SELECTED EXTRACT >>
========================================================================

Ok, but please add testcases for all the bugs you fixed.  This helps adding test
coverage for these cases.

Thanks,
Richard.

> Thanks,
> - Tom
>
>> Richard.
>>
>>> Thanks,
>>> - Tom
>>>
>>>>
>>>> A simplified form of the problem from the test-case of the PR is shown in this
>>>> cfg. Block 12 has as direct dominator block 5.
>>>>
>>>>         5
>>>>        / \
>>>>       /   \
>>>>      *     *
>>>>      6     7
>>>>      |     |
>>>>      |     |
>>>>      *     *
>>>>      8     9
>>>>       \   /
>>>>        \ /
>>>>         *
>>>>        12
>>>>
>>>> tail_merge_optimize finds that blocks 6 and 7 are duplicates. After replacing
>>>> block 7 by block 6, the cfg looks like this:
>>>>
>>>>         5
>>>>         |
>>>>         |
>>>>         *
>>>>         6
>>>>        / \
>>>>       /   \
>>>>      *     *
>>>>      8     9
>>>>       \   /
>>>>        \ /
>>>>         *
>>>>        12
>>>>
>>>> The new direct dominator of block 12 is block 6, but the current algorithm only
>>>> recalculates dominator info for blocks 6, 8 and 9.
>>>>
>>>> The patch fixes this by additionally recalculating the dominator info for blocks
>>>> immediately dominated by bb2 (block 6 in the example), if bb2 has a single
>>>> predecessor after replacement.
>>>>
>>>> Bootstapped and reg-tested on x86_64 and i686. Build and reg-tested on MIPS and ARM.
>>>>
>>>> Ok for trunk?
>>>>
>>>> Thanks,
>>>> - Tom
>>>>
>>>> 2011-10-30  Tom de Vries  <tom@codesourcery.com>
>>>>
>>>>       PR tree-optimization/50878
>>>>       * tree-ssa-tail-merge.c (replace_block_by): Recalculate dominator info
>>>>       for blocks immediately dominated by bb2, if bb2 has a single predecessor
>>>>       after replacement.
>>>
>>>
>
> 2011-10-31  Tom de Vries  <tom@codesourcery.com>
>
>        PR tree-optimization/50908
>        * tree-ssa-tail-merge.c (update_vuses): Now that edges are removed
>        before update_vuses, test for 1 predecessor rather than two.
>        (delete_block_update_dominator_info): New function, part of it factored
>        out of ...
>        (replace_block_by): Use delete_block_update_dominator_info.  Call
>        update_vuses after deleting bb1 and updating dominator info, instead of
>        before.

========================================================================

DATASET CONTENT >>
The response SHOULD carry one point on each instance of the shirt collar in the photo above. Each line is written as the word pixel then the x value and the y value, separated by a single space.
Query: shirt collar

========================================================================

REQUESTS >>
[1] Name every architecture on which the tail-merge patch thread says the patch was tested.
[2] In the tail-merge patch thread, which block becomes the new direct dominator of block 12 after block 7 is replaced by block 6?
[3] Continue the tail-merge patch thread from its final line.

THE ANSWERS >>
[1] x86_64, i686, MIPS, ARM

[2] Block 6.

[3]
>
Tom de Vries - Nov. 7, 2011, 9:43 a.m.
On 10/31/2011 09:19 PM, Tom de Vries wrote:
> On 10/30/2011 10:54 AM, Richard Guenther wrote:
>> On Sun, Oct 30, 2011 at 9:27 AM, Tom de Vries <Tom_deVries@mentor.com> wrote:
>>> On 10/30/2011 09:20 AM, Tom de Vries wrote:
>>>> Richard,
>>>>
>>>> I have a fix for PR50878.
>>>
>>> Sorry, with patch this time.
>>
>> Ok for now, but see Davids mail and the complexity issue with iteratively
>> updating dominators.
> 
> I'm not sure which mail you mean.
> 

I had a problem with my mail filter, but luckily I found the message this
weekend by accident. I filed http://gcc.gnu.org/bugzilla/show_bug.cgi?id=51005
about this issue.

Thanks,
- Tom

Patch

Index: gcc/tree-ssa-tail-merge.c
===================================================================
--- gcc/tree-ssa-tail-merge.c (revision 180521)
+++ gcc/tree-ssa-tail-merge.c (working copy)
@@ -1458,7 +1458,7 @@  update_vuses (bool vuse1_phi_args, tree
 	      if (!dominated_by_p (CDI_DOMINATORS, pred, bb2))
 		continue;
 
-	      if (pred == bb2 && EDGE_COUNT (gimple_bb (stmt)->preds) == 2)
+	      if (pred == bb2 && EDGE_COUNT (gimple_bb (stmt)->preds) == 1)
 		{
 		  gimple_stmt_iterator gsi = gsi_for_stmt (stmt);
 		  unlink_virtual_phi (stmt, lhs);
@@ -1526,6 +1526,88 @@  vop_at_entry (basic_block bb)
 	  : NULL_TREE);
 }
 
+/* Given that all incoming edges of BB1 have been redirected to BB2, delete BB1
+   and recompute dominator info.  */
+
+static void
+delete_block_update_dominator_info (basic_block bb1, basic_block bb2)
+{
+  VEC (basic_block,heap) *fix_dom_bb;
+  unsigned int i;
+  basic_block bb, dom;
+  edge e;
+  edge_iterator ei;
+
+  /* Consider the following cfg, where A is the direct dominator of I:
+
+                A
+               / \
+              B   \
+             / \   \
+                C   D
+               /|   |\
+                E   F
+                |\ /|
+                | x |
+                |/ \|
+                G   H
+                 \ /
+                  I
+
+     Say E and F are duplicates, and F is removed.  The cfg then looks like
+     this:
+
+                A
+               / \
+              B   \
+             / \   \
+                C   D
+               / \ / \
+                  E
+                 / \
+                G   H
+                 \ /
+                  I
+
+     E is now the new direct dominator of I.
+
+     In order to calculate the new dominator info, we take the nearest common
+     dominator (A) of bb1 (F) and bb2 (E), and get the set of bbs immediately
+     dominated by it.  Some of this set may now be directly dominated by bb2.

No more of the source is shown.